Entries shown
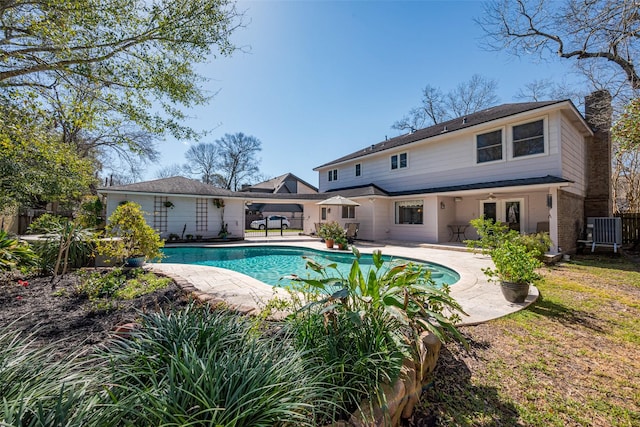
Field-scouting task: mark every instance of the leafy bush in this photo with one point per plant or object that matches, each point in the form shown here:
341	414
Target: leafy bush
90	214
331	230
515	256
128	235
493	234
104	288
64	245
513	263
15	254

Directive
Rewrite the listing with "leafy bush" replaced by "green shrub" and everything else unchanged, omitting the pictures.

Response
Field-scouting task: mark every instance of the green shrub in this photo with one point per plant or object that matches, each point in the form shown here:
341	414
Target: green shrub
90	214
331	230
515	256
128	235
493	234
104	288
64	245
513	263
15	254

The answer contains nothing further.